I think it is time for South Africa to show its fist to the world too. It must show its fist in the struggle for the world. Like many of my colleagues, I listened the other evening to what Mr. Pym, the Minister of Defence of England, had to say about our mineral wealth in South Africa, the sea route around the Cape and the great asset it is to us. If we show that type of fist, I think we shall succeed to a far greater extent in bringing our message home too.

*Dr. W. D. KOTZÉ:

Mr. Chairman, I should like to associate myself with the statement by the hon. the Minister that the industrial countries of the world did not help to develop Africa; that we should continue to exist on this continent and for that reason should think in sub-continental terms together with the states of Southern Africa.

If Israel and Egypt, that have already waged five wars against each other, could conclude an historic peace and could ensure co-operation, there is no reason why South Africa and the rest of Africa, which have never been involved in war against one another, cannot also conclude an historic peace and ensure co-operation with one another. If we are to escape the revolution of Africa we must establish a unity of meaning and striving for peaceful coexistence between us and the Black peoples of Southern Africa as a proven fact. If we do not do so, Africa will remain our greatest stumbling block, and as long as this is in fact the case, the Western countries will never associate with us openly for a variety of reasons. This is already a proven fact.

This is why we should give greater attention than we have up to now to our diplomacy with Africa, without neglecting the home front. We must convince the White voters of South Africa of the urgency and the necessity of such a policy.

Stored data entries
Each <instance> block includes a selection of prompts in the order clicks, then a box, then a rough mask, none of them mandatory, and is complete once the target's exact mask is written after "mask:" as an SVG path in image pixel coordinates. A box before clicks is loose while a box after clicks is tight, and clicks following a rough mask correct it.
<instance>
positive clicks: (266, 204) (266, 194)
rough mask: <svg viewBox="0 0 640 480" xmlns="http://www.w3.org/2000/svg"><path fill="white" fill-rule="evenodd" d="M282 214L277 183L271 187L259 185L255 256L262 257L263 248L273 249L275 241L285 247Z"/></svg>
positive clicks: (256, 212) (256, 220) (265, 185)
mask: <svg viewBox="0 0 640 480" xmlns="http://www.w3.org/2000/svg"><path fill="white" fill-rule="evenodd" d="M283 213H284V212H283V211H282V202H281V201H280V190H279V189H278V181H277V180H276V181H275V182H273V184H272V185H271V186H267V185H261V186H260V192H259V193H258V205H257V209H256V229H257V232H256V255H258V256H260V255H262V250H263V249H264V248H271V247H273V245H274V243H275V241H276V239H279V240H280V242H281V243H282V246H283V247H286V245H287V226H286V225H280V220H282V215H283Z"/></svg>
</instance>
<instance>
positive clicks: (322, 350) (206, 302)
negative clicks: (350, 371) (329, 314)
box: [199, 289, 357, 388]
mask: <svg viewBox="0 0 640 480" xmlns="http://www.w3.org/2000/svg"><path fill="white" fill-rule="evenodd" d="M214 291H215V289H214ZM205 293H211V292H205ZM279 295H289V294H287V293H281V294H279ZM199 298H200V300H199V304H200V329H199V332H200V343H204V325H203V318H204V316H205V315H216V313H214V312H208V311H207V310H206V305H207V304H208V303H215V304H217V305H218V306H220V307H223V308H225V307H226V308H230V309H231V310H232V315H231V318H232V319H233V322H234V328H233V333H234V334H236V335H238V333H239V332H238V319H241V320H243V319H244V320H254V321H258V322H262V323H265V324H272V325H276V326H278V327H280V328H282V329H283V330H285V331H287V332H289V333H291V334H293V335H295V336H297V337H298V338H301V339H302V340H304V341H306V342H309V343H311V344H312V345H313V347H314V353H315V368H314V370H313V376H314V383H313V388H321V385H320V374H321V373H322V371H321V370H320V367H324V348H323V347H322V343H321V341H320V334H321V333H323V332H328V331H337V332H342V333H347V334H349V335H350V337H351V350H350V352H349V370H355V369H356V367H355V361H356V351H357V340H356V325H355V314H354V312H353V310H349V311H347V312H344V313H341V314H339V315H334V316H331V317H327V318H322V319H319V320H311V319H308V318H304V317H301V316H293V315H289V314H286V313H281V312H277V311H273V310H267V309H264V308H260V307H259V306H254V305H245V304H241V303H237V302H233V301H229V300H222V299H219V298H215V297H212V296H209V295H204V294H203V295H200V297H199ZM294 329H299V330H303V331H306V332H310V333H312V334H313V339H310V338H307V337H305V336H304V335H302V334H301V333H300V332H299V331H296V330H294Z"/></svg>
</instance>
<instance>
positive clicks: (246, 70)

## [Task to complete]
For each statement below, answer yes or no according to whether it agrees with the parliamentary excerpt, and support each answer by quoting the deciding words from the excerpt verbatim. (a) Mr. Pym is described as the Minister of Defence of England. (b) Dr. Kotzé states that South Africa and the rest of Africa have waged war against one another. (c) Dr. Kotzé holds that the White voters of South Africa must be convinced of the urgency of the policy he describes. The stored data entries are material separate from the parliamentary excerpt.

## [Problem solution]
(a) Yes: "Mr. Pym, the Minister of Defence of England"
(b) No: "which have never been involved in war against one another"
(c) Yes: "We must convince the White voters of South Africa of the urgency and the necessity of such a policy."